((

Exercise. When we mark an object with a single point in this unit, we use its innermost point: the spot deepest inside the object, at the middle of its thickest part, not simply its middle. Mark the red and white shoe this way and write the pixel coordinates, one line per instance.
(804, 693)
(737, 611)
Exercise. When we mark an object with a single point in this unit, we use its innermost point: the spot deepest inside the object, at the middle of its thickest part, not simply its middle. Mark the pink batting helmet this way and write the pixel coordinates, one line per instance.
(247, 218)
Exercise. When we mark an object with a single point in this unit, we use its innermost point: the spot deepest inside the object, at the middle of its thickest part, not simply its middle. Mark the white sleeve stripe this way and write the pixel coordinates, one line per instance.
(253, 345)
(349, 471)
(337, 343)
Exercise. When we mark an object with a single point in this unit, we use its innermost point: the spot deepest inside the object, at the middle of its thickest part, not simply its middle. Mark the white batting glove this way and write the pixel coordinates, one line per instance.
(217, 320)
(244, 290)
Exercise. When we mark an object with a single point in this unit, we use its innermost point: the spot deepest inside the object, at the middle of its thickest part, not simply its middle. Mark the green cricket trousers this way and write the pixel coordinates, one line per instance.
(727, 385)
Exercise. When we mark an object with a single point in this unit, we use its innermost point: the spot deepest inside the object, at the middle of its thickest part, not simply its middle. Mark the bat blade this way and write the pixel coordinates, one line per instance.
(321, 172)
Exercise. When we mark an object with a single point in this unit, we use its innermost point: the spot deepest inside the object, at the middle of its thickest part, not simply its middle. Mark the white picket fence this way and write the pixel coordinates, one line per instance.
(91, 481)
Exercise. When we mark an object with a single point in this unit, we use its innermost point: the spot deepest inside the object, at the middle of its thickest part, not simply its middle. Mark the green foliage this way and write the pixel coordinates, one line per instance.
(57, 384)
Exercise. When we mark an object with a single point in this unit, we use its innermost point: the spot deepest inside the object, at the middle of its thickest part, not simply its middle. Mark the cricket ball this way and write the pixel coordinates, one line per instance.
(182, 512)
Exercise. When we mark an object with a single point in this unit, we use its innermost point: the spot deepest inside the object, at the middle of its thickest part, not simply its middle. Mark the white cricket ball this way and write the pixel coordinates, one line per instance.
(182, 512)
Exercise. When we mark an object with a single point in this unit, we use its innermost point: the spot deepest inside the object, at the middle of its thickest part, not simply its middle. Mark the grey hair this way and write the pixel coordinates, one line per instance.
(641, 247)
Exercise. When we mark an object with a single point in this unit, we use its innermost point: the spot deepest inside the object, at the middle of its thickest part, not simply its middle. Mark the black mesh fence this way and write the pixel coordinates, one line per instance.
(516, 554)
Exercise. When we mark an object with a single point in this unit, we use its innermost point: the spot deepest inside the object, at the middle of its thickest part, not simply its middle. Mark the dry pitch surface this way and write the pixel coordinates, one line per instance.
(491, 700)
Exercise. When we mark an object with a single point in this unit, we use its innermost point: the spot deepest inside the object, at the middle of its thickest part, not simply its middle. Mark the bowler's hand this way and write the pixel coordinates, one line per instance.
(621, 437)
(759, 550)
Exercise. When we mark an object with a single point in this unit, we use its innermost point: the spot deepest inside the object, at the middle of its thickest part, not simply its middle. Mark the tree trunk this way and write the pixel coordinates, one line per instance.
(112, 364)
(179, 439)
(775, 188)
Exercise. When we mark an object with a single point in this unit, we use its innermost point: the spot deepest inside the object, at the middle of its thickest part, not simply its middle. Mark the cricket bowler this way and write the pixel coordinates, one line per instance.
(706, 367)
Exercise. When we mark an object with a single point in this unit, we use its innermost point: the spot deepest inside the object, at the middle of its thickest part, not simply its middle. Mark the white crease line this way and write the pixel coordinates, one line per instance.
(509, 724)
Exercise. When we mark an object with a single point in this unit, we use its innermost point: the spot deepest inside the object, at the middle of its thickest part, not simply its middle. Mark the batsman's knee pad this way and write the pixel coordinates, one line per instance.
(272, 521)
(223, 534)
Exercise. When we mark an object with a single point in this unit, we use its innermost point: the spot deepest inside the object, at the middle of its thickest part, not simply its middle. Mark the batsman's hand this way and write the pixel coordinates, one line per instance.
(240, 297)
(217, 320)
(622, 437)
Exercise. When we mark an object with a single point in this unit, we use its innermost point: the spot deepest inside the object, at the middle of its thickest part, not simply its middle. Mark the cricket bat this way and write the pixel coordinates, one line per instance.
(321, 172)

))

What to do →
Return every record, word for word.

Problem solution →
Exercise. When we mark an object with a single point in this unit, we use its innermost point: the spot deepest inside the object, at the middle of its thickest part, not simply its middle. Mark the red and white shoe this way and write the pixel coordinates, one line per instance.
(804, 693)
(737, 611)
Exercise. When we mark an object with a single point in this unit, we use its innermost point: the spot deepest inside the object, at the middle of its thickest part, not simply its middle. Mark the pink batting helmet this way and write the pixel coordinates, one line per instance.
(247, 218)
Exercise. When we mark an object with a single point in this unit, we use its innermost point: the spot deepest inside the object, at the middle of its thickest part, not simply its middle. Mark the white sleeve stripe this way and write the pixel coordinates, one line per instance.
(253, 345)
(349, 471)
(337, 343)
Exercise. When we mark an object with a single point in this unit, we use its innermost point: the spot deepest inside the object, at the middle of its thickest part, not simply its middle. Mark the white batting glove this way and write the pixel coordinates, one line per instance.
(217, 320)
(244, 290)
Exercise. When we mark an object with a single point in this unit, we use its innermost point: the spot deepest inside the object, at the middle of its thickest part, not simply its middle. Mark the green cricket trousers this way and write the pixel coordinates, one line per instance.
(727, 385)
Exercise. When we mark an object with a single point in this unit, we use its innermost point: the spot deepest inside the object, at the middle of its thickest part, not simply its middle. Mark the bat blade this way and write the pixel coordinates, one line per instance.
(321, 172)
Exercise. When we mark an object with a single point in this unit, we use its innermost point: the spot deepest inside the object, at the middle of its thickest part, not simply its middle. Mark the white picket fence this way and write the pixel coordinates, one line per instance.
(91, 481)
Exercise. When we mark an object with a single point in this unit, we use its innermost point: the spot deepest inside the object, at the middle of its thickest part, not simply its middle. Mark the green foliage this way and write the pixel coordinates, one line per instance.
(57, 384)
Exercise. When we mark an object with a single point in this unit, we use its innermost point: the spot deepest inside the object, at the middle of its thickest part, not simply its middle. Mark the cricket ball this way and write the pixel coordinates, one line per instance.
(182, 512)
Exercise. When we mark an object with a single point in this unit, we use its innermost point: the spot deepest inside the object, at the middle of its thickest part, not simply its middle. Mark the white cricket ball this way and write the pixel coordinates, one line per instance.
(182, 512)
Exercise. When we mark an object with a single point in this unit, we use its innermost point: the spot deepest inside the object, at the middle of its thickest part, not simply its middle. Mark the grey hair this way and write the pixel coordinates, one line per instance.
(641, 247)
Exercise. When we mark an object with a single point in this unit, we use its innermost point: the spot deepest inside the object, at the middle of its thickest part, not simply its middle. Mark the black mesh fence this way and write the pixel coordinates, one line per instance.
(516, 554)
Exercise. When we mark an object with a single point in this unit, we use its innermost point: the spot deepest inside the object, at the middle of its thickest part, not simply its middle. Mark the dry pitch surface this way and write the pixel coordinates, one line per instance.
(491, 700)
Exercise. When we mark an object with a single point in this unit, we use its innermost point: the spot deepest inside the object, at the middle of its thickest part, not simply its middle. Mark the bowler's hand this way and write the pixel coordinates, one line per instance.
(621, 437)
(759, 550)
Exercise. When we mark an object with a single point in this unit, we use its innermost point: the spot deepest inside the object, at the middle of its thickest part, not simply its middle. Mark the tree trunk this way and write the pixel coordinates, one line per instance.
(112, 364)
(179, 439)
(775, 188)
Exercise. When we mark an object with a single point in this unit, we use its innermost point: the spot deepest inside the object, at the middle of its thickest part, not simply its middle. Mark the cricket bowler this way and write the pixel coordinates, one line per instance.
(706, 367)
Exercise. When we mark an object with a single point in this unit, we use its innermost point: the spot deepest inside the object, at the middle of its thickest part, not simply its middle. Mark the white crease line this way and write the pixel coordinates, one line per instance.
(509, 724)
Exercise. When we mark an object with a single point in this unit, we use its innermost point: the spot deepest inside the object, at the middle of its thickest part, not simply its middle. Mark the batsman's knee pad this way and write the pixel coordinates, one line per instance.
(272, 521)
(223, 534)
Exercise. When we mark an object with a single point in this unit, we use its innermost point: the spot deepest inside the object, at the middle of its thickest part, not simply its middle. Mark the batsman's hand this way and write the pixel coordinates, one line per instance.
(240, 297)
(217, 320)
(622, 437)
Exercise. When we mark an object with a single point in this unit, we use its innermost point: the spot deepest inside the object, at the middle of its thickest part, not simply its middle. Mark the cricket bat this way and write the pixel coordinates, one line per instance.
(321, 172)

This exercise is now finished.